The exercise: How many lines in the data below contain the string "ground"? Reply with the number alone.

Data shown:
::::

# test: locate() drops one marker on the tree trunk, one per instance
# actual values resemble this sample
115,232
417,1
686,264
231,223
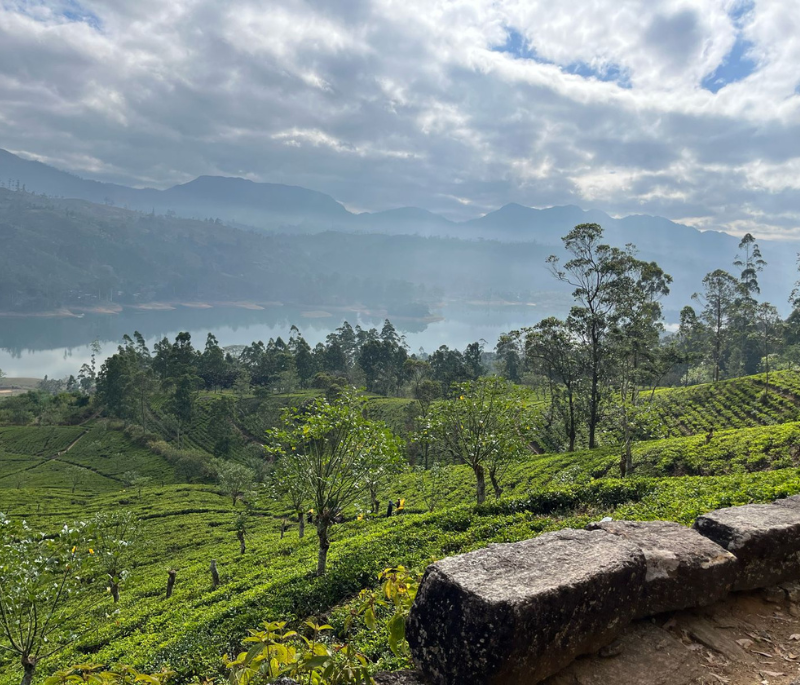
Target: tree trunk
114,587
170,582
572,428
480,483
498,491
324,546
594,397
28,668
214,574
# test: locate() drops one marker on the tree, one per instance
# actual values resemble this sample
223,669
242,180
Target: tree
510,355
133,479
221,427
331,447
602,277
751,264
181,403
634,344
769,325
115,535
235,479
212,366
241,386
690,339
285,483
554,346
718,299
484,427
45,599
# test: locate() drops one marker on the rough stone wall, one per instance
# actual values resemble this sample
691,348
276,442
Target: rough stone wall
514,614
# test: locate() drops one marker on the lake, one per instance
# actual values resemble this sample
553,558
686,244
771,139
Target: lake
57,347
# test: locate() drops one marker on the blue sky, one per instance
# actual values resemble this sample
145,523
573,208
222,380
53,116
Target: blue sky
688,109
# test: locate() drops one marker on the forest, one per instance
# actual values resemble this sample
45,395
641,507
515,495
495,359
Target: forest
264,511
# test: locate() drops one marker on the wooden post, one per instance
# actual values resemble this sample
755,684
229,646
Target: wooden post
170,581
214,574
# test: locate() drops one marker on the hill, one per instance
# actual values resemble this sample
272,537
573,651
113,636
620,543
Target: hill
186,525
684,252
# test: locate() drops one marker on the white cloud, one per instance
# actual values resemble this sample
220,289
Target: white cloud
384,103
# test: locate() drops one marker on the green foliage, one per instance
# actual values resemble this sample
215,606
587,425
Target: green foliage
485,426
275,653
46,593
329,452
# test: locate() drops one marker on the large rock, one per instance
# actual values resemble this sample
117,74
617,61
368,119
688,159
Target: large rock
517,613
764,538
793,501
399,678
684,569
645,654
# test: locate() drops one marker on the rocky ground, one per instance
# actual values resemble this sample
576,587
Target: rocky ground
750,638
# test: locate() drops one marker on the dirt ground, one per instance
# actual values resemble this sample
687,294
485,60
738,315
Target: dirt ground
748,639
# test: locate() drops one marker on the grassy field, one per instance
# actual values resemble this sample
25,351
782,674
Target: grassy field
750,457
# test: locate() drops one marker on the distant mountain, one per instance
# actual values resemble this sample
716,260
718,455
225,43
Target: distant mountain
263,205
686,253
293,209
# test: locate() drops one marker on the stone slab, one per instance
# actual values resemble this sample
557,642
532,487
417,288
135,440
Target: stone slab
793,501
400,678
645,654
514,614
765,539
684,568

::::

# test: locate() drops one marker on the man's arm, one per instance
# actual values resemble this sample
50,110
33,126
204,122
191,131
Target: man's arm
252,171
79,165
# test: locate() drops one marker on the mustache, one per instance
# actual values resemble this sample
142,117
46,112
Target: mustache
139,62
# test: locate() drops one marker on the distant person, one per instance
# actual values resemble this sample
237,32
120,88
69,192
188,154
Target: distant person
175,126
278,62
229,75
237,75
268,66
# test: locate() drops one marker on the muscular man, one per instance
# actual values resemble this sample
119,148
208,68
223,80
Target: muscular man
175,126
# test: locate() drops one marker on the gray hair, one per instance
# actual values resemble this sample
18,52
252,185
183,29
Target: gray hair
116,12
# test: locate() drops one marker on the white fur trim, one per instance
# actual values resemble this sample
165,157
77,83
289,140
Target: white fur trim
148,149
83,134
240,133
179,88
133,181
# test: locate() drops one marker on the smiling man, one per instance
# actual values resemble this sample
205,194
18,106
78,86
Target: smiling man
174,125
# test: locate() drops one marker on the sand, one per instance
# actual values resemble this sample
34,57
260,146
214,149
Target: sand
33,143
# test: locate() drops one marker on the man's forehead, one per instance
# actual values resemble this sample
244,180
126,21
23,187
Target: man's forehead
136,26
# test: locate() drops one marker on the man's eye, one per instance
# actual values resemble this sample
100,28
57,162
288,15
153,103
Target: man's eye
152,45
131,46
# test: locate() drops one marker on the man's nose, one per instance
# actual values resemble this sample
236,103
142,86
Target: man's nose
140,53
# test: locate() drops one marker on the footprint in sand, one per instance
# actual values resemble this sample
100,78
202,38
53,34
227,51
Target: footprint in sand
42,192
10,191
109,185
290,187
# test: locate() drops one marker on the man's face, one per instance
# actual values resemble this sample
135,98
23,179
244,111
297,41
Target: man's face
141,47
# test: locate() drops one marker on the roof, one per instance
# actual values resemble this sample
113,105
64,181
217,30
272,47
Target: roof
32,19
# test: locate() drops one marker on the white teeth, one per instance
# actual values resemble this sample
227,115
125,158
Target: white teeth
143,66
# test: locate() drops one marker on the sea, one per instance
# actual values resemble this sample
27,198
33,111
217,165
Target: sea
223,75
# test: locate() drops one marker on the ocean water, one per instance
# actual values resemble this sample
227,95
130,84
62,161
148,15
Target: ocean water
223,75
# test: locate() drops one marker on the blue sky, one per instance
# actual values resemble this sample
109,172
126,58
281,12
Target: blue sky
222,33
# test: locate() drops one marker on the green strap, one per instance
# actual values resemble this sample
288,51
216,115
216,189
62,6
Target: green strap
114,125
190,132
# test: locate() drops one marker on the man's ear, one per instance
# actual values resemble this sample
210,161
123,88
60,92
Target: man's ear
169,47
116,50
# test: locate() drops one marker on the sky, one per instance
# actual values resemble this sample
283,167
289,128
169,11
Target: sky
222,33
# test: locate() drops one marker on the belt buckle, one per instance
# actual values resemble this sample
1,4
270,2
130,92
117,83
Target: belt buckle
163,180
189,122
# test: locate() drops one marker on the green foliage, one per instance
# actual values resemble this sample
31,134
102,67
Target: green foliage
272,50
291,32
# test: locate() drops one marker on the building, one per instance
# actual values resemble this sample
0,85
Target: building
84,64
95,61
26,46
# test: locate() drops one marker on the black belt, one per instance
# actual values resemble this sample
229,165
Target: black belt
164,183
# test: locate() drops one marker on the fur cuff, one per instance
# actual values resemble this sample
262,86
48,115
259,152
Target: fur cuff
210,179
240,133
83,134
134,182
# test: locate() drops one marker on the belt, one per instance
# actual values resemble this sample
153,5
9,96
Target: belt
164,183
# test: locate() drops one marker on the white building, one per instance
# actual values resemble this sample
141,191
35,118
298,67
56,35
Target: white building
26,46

::::

Complete response: 4